◆ STORED DATA:
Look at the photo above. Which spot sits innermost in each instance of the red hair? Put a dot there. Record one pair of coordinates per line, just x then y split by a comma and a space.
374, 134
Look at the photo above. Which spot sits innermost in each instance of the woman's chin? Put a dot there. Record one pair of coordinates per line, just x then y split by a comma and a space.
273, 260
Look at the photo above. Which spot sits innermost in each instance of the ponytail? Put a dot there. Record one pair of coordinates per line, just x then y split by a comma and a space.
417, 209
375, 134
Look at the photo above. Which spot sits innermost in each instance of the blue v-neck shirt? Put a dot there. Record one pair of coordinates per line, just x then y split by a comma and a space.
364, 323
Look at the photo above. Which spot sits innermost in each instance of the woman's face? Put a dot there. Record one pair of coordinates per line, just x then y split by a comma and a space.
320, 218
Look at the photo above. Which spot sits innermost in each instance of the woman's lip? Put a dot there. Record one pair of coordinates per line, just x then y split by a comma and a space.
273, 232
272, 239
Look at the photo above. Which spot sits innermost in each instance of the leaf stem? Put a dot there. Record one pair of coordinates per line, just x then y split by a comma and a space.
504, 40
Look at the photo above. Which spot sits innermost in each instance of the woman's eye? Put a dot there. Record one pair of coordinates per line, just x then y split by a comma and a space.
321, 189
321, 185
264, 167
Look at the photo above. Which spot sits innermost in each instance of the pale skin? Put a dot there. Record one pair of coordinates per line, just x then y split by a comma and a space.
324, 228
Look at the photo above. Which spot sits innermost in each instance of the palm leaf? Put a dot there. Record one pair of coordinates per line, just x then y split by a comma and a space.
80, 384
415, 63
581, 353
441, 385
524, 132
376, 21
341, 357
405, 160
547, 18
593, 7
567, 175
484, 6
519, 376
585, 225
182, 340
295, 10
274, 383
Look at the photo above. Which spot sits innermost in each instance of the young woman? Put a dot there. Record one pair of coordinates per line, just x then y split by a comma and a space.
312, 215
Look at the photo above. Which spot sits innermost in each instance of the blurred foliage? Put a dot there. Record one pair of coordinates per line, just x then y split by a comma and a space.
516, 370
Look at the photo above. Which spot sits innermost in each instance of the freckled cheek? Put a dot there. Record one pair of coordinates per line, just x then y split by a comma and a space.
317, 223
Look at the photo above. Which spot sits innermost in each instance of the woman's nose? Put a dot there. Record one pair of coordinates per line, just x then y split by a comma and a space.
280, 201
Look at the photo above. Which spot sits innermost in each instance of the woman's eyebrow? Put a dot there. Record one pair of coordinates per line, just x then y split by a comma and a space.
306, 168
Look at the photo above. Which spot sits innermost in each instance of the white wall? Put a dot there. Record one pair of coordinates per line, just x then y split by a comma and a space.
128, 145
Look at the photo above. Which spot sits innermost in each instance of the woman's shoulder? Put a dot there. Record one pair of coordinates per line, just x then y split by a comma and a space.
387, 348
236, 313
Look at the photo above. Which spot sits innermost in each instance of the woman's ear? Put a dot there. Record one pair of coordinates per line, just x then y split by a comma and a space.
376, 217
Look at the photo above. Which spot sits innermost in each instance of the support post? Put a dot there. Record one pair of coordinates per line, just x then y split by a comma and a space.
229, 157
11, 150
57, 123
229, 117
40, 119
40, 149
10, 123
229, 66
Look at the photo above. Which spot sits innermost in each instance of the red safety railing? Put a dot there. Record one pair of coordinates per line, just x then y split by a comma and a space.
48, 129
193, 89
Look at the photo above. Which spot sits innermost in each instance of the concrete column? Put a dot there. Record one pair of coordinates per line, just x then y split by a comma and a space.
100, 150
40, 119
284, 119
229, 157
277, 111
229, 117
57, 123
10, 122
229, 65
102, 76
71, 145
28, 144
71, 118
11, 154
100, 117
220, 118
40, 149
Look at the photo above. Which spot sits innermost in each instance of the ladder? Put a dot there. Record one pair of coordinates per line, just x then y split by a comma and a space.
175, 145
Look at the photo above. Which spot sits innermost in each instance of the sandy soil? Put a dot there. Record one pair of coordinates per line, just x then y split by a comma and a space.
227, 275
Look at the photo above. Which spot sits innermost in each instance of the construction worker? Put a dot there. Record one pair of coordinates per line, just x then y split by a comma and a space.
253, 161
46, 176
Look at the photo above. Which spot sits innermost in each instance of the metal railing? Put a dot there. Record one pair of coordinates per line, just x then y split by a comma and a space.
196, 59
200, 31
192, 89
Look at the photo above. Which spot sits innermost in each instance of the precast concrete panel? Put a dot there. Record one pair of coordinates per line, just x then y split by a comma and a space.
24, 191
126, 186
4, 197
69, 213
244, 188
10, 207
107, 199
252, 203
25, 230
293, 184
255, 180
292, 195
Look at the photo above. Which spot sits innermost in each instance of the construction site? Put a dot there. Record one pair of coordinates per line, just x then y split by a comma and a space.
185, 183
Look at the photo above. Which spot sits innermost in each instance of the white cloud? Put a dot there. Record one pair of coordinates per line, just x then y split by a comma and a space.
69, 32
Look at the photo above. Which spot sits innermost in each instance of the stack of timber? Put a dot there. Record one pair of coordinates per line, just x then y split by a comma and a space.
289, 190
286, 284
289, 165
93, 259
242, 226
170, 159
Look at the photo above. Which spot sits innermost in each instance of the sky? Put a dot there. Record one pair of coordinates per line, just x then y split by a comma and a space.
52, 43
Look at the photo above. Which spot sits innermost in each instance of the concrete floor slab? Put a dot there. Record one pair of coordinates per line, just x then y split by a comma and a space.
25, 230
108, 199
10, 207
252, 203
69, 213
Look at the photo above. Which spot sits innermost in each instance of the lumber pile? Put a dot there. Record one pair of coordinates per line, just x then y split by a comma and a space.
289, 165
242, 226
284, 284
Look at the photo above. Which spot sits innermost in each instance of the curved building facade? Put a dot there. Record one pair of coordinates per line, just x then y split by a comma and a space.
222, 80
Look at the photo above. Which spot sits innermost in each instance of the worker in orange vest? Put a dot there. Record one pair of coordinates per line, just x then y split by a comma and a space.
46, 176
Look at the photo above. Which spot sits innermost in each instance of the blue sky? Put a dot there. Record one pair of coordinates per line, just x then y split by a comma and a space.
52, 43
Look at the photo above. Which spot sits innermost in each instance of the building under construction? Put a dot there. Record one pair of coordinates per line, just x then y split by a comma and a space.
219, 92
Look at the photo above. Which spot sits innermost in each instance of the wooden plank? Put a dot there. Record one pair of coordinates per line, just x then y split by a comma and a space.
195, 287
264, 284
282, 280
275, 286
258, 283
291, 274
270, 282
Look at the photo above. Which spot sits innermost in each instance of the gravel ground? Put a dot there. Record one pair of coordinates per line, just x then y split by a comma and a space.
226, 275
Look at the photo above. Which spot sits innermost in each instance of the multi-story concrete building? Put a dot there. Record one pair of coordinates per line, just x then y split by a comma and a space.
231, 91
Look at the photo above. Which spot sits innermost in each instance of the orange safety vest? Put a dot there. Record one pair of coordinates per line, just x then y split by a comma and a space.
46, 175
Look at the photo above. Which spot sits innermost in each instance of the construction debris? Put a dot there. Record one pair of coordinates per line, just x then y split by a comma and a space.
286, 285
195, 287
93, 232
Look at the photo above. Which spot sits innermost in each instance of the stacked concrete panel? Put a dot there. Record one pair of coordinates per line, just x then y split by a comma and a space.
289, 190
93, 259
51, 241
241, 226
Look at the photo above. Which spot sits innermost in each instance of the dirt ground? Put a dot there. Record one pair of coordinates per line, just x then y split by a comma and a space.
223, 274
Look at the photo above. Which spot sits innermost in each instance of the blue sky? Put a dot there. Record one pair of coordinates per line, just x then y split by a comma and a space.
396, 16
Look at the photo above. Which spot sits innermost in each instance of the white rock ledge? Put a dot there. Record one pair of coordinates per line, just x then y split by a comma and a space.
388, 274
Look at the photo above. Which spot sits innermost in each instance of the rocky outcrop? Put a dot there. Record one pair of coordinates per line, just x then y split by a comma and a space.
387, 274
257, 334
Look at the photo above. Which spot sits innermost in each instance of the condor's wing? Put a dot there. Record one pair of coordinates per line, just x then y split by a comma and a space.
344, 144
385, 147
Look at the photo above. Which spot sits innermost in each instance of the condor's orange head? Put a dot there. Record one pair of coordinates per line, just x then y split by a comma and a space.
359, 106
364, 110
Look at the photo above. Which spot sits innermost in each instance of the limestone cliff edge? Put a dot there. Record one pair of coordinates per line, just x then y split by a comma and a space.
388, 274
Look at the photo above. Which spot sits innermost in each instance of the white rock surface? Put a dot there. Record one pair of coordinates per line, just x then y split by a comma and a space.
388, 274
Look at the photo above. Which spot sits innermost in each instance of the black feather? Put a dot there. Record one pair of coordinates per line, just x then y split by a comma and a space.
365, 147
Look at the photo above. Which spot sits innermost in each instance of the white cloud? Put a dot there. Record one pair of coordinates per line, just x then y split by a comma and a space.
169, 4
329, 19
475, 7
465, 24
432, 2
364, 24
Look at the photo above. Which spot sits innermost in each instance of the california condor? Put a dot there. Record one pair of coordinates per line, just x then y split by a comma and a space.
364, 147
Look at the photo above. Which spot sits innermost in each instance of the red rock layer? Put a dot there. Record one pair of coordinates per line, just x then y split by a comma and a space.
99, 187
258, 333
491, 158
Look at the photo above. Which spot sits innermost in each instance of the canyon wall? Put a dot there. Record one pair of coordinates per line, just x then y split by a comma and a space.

◆ EXERCISE DIRECTIONS:
Exactly as written, give the line containing "of the california" and all remaining lines of the records.

◆ EXPECTED ANSWER:
Look at the photo above. Which spot sits innermost in each instance of the california condor? Put a dot there. Record one pair of coordinates per line, just x then y split by a comma and a space.
364, 147
Look at the photo above. Which spot sits innermost in each instance of the red rock layer? Put a dot there. Record one pair of coordinates per line, just x then y split by a comma and a space.
99, 187
258, 333
491, 158
Look at the photo above. Which spot sits innermost in each instance of the canyon wall? Put a dot there. Record one pair of coordinates per line, just x then y split by a comma and a space.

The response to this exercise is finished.